> **Record excerpts**
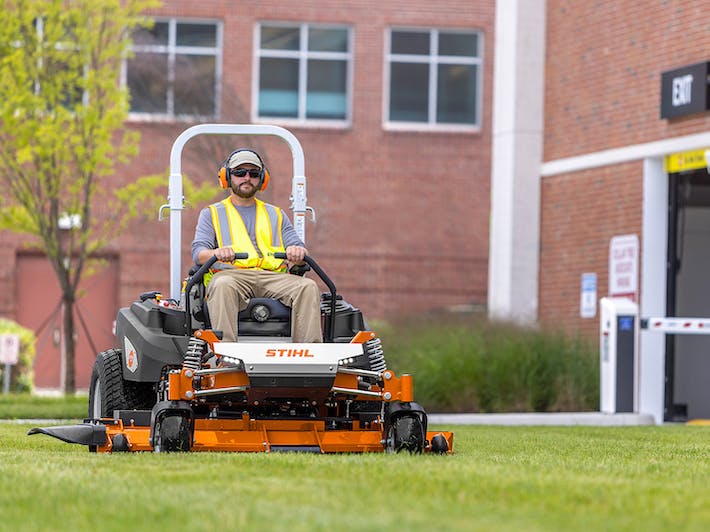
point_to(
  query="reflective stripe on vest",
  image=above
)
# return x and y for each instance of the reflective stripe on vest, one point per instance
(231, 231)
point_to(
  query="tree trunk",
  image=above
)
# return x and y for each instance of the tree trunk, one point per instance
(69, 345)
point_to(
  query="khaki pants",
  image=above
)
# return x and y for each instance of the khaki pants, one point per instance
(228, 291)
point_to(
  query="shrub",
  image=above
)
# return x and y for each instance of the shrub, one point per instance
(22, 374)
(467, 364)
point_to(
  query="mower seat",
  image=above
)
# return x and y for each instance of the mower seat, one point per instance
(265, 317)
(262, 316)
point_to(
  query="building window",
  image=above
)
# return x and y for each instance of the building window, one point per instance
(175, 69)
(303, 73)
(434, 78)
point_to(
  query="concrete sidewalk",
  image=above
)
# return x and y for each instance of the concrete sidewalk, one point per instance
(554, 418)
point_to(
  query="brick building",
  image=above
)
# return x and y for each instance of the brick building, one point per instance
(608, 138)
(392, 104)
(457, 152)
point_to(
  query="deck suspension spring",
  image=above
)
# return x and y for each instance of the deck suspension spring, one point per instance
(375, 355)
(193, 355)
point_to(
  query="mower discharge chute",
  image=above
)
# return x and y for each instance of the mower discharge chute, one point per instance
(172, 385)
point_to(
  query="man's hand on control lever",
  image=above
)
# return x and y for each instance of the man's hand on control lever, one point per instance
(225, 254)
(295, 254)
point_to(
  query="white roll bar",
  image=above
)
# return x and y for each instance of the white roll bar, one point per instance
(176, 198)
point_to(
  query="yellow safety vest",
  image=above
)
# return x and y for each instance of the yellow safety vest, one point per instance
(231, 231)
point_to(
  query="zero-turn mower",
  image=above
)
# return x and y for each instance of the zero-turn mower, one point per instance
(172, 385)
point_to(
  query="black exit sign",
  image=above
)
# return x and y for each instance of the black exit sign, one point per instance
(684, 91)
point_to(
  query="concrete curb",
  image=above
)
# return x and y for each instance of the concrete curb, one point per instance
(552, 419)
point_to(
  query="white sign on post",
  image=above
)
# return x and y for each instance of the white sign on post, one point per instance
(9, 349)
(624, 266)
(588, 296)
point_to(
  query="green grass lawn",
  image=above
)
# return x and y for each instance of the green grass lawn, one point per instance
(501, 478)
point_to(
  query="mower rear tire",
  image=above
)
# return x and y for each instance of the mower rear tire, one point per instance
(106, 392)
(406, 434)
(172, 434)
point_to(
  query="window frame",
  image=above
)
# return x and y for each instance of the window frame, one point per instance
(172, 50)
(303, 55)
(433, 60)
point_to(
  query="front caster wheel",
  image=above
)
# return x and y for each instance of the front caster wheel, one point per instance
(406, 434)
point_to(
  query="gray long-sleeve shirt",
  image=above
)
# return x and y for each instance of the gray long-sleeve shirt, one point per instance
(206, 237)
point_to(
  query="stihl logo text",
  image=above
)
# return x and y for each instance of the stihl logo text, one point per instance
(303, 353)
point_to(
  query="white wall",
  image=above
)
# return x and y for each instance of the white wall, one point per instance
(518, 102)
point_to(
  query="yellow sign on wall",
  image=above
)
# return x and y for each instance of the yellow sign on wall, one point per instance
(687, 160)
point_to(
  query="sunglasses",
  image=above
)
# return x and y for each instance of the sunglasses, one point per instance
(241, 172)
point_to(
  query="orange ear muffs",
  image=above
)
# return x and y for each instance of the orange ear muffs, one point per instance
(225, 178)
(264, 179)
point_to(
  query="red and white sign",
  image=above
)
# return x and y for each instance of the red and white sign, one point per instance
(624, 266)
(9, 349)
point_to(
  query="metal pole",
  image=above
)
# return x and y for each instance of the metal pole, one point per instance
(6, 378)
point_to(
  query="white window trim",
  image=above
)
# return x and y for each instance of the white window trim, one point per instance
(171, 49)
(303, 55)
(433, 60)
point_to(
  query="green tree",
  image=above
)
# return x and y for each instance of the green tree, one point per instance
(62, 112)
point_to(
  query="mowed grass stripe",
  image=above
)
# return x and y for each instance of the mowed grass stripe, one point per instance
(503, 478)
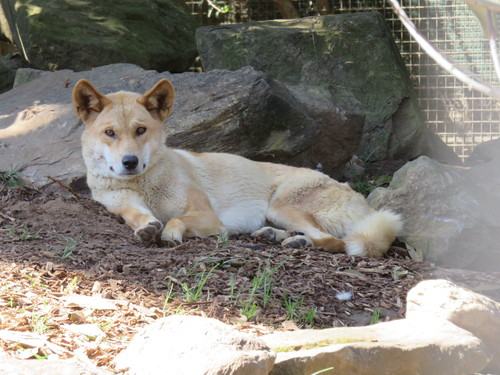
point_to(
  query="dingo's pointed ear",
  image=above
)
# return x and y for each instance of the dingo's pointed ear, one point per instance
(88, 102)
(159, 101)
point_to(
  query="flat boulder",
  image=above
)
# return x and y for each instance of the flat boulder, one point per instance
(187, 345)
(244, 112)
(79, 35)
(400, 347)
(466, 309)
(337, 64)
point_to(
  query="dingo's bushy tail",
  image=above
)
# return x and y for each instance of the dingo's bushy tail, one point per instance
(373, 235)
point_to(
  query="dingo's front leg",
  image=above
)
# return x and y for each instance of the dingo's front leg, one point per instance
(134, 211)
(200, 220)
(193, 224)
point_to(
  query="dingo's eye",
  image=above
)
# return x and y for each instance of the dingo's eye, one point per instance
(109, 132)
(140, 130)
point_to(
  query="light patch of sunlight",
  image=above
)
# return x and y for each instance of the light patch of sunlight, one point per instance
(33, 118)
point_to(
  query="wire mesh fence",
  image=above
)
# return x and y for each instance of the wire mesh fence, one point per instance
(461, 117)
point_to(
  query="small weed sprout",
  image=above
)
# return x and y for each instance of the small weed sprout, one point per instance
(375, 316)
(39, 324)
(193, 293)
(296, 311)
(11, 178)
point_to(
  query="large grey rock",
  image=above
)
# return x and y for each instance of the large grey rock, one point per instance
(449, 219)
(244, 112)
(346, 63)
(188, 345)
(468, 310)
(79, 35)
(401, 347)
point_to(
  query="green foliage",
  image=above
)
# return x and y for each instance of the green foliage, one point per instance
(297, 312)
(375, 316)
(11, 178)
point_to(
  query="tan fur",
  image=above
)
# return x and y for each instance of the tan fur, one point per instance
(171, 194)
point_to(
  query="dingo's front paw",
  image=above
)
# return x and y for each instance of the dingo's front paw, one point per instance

> **Task**
Show every line of the records that contains the string "pants", matching case exactly.

> **Output for this exercise**
  query="khaki pants",
# return x and y for each instance of the khaki pants, one point per instance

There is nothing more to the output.